7.        Assuming that the terms of any Depositary Shares offered pursuant to the Registration Statement have been duly established in accordance with the terms and conditions of an applicable deposit agreement (each a “Deposit Agreement”), when (i) the depositary receipts evidencing the Depositary Shares pursuant to which such Depositary Shares are to be issued (the “Depositary Receipts”) have been duly executed and delivered by the Company and such depositary as will have been duly appointed by the Company with respect thereto (the “Depositary”); (ii)(a) if any Debt Securities relate to such Depositary Shares, such Debt Securities are validly issued and constitute valid and binding obligations of the Company, enforceable against the Company in accordance with their respective terms, as contemplated in numbered paragraph 1 above; and (b) if any shares of Preferred Stock relate to such Depositary Shares, such shares of Preferred Stock have been duly authorized and are validly issued, fully paid and non-assessable as contemplated in numbered paragraph 2 above; (iii) the Debt


Securities or shares of Preferred Stock, as the case may be, relating to such Depositary Shares have been deposited with the Depositary in accordance with the applicable Deposit Agreement; and (iv) the Depositary Receipts have been duly executed, countersigned, registered and delivered, as contemplated by the Registration Statement and any Prospectus Supplement or Exchange Act Report and in accordance with the applicable Deposit Agreement and any other agreement or instrument binding upon the Company, the Depositary Shares will constitute valid and binding obligations of the Company, enforceable against the Company in accordance with their terms.

Source excerpt:
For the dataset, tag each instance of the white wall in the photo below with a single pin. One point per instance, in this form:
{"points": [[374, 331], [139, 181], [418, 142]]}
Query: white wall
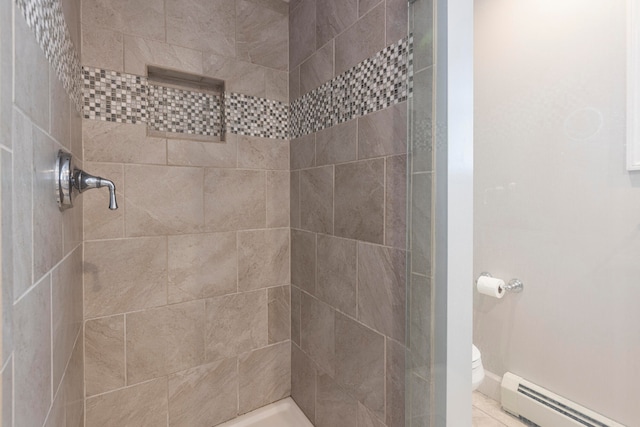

Task brief:
Using the paragraph on Depositary Shares, answer each question below in a few words.
(a) Which numbered paragraph does it cite for shares of Preferred Stock being validly issued, fully paid and non-assessable?
(b) With whom must the related Debt Securities or shares of Preferred Stock be deposited?
(c) What four things must happen to the Depositary Receipts under condition (iv)?

Answer to this task:
(a) Numbered paragraph 2.
(b) With the Depositary, in accordance with the applicable Deposit Agreement.
(c) They must be duly executed, countersigned, registered and delivered.